■ Text for analysis ■
'What I do is me: for that I came.' G M Hopkins

Saturday, August 4, 2012

You're welcome!

I’ve been in the Sunshine State where we were holidaying along the Florida Keys. We were thankful for the daily electric storms and heavy downpours to relieve the high temperatures and blazing sun. I enjoy relaxing as well as the next person but it was also an opportunity to do some research and extend my education.
Sunset off Key West

We spent a day in Key West, the furthest point of the great United States of America. The sunset from Mallory Square was spectacular. We gazed out at the ocean as it turned a vermillion red. Next stop Cuba. For several years Key West was the home of the author Ernest Hemingway and his second wife, Pauline. We went on a guided tour of the house which still contains Pauline's ridiculous chandeliers imported from Europe. We stood in the upstairs loft of the annexe where he penned many of his greatest works. Hemingway was a man's man who loved to fish and hunt and watch bullfighting when he lived in Spain. He spent hours on the seas between Florida and Cuba. This week I read To Have and Have Not, which relates episodes of derring do as boat owner Harry Morgan sells his services to the highest bidders needing a charter from Cuba to Florida and then kills them in cold blood on the high seas. In one memorable scene, Hemingway describes the fish circling the boat to enjoy an unexpected feast of 'ropey carmine clots and threads' leaking into the water after a frenzy of shooting on board.

■ Recorded information ■
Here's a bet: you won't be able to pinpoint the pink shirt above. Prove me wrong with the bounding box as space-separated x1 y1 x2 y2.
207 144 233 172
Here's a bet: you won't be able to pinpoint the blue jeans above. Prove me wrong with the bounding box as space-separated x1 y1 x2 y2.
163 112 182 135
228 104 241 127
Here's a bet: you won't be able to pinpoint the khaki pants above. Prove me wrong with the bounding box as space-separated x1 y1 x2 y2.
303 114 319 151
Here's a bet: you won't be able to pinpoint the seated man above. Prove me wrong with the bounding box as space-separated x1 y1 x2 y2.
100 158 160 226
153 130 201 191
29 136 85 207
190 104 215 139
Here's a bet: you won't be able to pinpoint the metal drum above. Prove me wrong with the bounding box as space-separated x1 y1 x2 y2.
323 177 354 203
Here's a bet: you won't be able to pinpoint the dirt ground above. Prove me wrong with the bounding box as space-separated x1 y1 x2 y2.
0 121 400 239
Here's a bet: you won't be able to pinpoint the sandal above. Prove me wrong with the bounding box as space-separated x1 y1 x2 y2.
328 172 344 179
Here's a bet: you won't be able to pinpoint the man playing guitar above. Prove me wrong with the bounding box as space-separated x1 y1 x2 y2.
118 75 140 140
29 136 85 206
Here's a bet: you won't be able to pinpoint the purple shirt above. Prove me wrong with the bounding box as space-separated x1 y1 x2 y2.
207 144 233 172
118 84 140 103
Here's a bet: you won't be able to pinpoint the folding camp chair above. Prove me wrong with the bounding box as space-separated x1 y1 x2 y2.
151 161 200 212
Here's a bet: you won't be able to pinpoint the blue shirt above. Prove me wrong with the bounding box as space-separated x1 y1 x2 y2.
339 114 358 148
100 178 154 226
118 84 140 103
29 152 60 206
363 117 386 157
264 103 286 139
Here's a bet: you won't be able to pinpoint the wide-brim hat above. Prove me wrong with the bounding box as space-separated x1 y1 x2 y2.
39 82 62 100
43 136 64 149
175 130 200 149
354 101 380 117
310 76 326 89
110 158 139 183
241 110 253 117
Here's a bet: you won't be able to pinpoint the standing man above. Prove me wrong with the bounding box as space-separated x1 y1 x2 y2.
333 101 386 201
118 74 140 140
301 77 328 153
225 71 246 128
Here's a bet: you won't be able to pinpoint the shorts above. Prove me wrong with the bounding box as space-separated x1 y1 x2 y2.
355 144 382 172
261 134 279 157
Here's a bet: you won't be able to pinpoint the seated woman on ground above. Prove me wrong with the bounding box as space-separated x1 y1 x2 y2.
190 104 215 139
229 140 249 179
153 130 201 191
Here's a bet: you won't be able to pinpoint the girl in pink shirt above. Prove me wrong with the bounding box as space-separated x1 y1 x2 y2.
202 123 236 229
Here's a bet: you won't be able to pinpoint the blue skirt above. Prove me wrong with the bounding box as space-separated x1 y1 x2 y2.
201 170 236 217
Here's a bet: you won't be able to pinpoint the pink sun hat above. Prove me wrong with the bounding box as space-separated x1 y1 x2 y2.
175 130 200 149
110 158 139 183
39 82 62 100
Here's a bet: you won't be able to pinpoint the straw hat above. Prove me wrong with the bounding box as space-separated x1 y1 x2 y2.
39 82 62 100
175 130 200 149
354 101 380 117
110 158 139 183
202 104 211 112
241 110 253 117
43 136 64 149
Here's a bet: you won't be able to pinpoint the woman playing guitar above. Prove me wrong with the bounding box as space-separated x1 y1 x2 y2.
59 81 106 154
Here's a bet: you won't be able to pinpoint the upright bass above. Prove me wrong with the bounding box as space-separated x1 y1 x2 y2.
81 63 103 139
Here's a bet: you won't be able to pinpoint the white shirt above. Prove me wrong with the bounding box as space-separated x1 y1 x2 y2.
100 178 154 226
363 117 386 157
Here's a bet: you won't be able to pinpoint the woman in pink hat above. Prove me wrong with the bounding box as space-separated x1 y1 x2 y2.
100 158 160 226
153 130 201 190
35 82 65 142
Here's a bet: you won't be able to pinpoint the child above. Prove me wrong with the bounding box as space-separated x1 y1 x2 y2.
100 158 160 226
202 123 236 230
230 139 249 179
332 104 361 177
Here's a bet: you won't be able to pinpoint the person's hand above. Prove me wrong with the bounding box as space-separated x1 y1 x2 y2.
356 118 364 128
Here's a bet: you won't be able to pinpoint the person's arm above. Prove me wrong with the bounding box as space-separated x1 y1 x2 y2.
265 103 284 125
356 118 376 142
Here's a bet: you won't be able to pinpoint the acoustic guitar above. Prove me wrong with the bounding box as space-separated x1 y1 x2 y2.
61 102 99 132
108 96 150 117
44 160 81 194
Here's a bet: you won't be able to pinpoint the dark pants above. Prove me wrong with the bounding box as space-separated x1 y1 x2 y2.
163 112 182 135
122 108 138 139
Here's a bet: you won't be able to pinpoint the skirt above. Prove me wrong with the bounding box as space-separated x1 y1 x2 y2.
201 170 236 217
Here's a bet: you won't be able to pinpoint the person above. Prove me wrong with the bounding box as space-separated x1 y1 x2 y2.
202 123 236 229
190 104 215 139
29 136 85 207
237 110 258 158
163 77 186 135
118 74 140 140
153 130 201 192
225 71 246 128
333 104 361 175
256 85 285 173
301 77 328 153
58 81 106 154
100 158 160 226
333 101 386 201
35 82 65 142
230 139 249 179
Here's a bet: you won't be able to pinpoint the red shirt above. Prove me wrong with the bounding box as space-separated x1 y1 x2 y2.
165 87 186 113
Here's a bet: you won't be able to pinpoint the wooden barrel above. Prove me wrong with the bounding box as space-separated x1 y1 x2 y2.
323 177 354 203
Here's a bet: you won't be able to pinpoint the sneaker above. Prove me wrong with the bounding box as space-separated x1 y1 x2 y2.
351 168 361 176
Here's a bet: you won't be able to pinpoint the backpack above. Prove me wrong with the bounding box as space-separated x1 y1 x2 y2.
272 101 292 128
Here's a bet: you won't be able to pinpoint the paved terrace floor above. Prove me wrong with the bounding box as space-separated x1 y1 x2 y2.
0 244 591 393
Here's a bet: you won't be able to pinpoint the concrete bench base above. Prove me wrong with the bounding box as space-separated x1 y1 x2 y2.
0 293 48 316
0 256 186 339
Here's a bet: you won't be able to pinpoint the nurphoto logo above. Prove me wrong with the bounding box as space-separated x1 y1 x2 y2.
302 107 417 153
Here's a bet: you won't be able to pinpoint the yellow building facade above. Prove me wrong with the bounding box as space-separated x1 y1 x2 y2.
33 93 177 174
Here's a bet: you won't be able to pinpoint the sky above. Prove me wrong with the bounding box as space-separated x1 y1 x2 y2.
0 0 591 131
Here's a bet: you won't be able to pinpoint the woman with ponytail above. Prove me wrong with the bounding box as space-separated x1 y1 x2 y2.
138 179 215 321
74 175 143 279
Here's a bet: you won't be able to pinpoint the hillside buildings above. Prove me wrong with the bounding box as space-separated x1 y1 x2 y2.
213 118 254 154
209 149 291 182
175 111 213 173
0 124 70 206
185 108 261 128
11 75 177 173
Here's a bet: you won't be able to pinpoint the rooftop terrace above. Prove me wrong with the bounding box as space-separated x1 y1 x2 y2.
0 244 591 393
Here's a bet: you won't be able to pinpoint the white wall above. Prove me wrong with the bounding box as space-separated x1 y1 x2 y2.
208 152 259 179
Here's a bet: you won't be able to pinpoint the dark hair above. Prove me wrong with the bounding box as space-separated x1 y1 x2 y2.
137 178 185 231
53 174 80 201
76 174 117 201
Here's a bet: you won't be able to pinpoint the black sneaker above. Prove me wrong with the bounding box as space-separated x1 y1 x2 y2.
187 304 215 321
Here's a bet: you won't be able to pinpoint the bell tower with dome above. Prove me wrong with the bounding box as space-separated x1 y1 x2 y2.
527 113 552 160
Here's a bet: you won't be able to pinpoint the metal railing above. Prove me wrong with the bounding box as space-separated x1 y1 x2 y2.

■ Exercise aim ■
Copy out the passage from the Key West post word for word, starting with "You're welcome!" and going on through "extend my education.".

■ Reply ■
You're welcome!

I’ve been in the Sunshine State where we were holidaying along the Florida Keys. We were thankful for the daily electric storms and heavy downpours to relieve the high temperatures and blazing sun. I enjoy relaxing as well as the next person but it was also an opportunity to do some research and extend my education.